● **Tarefa solicitada**:
Extraia o trecho sobre Sérgio na íntegra, sem alterar nenhuma palavra nem sinal de pontuação.

Combatente, Sérgio era também um homem culto e sensível, amante das artes e da
literatura, especialmente da poesia. Por sua partida, tomo emprestada a
primeira estrofe de Funeral blues, de Auden, poema de que ele muito gostava:
“Detenham os relógios/calem o telefone/joguem um osso ao cão para que não ladre
mais/façam silêncio os pianos/e o tambor sancione o féretro/que sai com seu
cortejo atrás”.

● **Linhas armazenadas**:
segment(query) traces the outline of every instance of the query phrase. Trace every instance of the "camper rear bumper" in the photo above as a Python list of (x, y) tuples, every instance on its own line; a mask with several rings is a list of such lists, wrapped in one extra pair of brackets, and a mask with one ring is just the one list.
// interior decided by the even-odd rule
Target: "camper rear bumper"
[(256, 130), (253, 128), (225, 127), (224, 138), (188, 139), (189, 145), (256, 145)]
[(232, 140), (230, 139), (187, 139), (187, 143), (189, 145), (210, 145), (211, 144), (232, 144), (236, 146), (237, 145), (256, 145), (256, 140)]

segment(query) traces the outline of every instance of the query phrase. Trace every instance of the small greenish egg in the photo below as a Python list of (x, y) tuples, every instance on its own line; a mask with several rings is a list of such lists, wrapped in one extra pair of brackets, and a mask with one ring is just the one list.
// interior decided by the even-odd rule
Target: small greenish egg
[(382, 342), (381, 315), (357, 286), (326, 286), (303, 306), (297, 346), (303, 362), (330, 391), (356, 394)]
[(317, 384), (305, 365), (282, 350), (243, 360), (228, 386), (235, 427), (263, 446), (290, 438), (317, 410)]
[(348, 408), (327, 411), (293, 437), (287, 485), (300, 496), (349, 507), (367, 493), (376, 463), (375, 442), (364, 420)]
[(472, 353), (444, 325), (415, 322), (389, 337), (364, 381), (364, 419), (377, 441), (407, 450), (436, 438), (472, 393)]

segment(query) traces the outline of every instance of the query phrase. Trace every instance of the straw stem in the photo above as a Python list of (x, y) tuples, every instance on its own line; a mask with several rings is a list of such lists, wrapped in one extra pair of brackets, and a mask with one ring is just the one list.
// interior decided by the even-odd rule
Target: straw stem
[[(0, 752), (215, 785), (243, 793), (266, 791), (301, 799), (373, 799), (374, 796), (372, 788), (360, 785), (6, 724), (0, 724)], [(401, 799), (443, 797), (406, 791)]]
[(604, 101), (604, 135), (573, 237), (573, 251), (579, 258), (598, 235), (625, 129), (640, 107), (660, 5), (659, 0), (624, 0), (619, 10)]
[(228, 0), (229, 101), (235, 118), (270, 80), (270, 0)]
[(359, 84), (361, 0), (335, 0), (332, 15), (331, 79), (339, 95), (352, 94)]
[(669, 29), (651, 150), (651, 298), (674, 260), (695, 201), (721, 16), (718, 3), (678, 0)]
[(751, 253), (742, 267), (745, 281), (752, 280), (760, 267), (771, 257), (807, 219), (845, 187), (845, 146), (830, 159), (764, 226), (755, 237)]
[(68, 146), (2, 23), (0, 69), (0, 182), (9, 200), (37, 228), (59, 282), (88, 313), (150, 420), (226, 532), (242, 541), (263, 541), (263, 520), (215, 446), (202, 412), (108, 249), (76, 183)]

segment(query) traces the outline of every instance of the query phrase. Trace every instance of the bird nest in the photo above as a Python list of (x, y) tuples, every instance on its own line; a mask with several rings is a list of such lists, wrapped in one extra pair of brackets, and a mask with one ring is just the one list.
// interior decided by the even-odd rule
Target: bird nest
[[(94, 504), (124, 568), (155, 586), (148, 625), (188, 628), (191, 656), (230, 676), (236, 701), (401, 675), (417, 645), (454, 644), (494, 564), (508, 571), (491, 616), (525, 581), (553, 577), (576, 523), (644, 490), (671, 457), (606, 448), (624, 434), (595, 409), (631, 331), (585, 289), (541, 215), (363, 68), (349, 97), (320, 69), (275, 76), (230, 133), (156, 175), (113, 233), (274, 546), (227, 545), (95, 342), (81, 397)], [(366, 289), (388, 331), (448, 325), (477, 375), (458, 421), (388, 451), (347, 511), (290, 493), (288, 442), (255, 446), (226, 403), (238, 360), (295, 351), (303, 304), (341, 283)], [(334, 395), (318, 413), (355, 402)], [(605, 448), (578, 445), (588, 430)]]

● **Resposta abaixo**:
Combatente, Sérgio era também um homem culto e sensível, amante das artes e da
literatura, especialmente da poesia. Por sua partida, tomo emprestada a
primeira estrofe de Funeral blues, de Auden, poema de que ele muito gostava:
“Detenham os relógios/calem o telefone/joguem um osso ao cão para que não ladre
mais/façam silêncio os pianos/e o tambor sancione o féretro/que sai com seu
cortejo atrás”.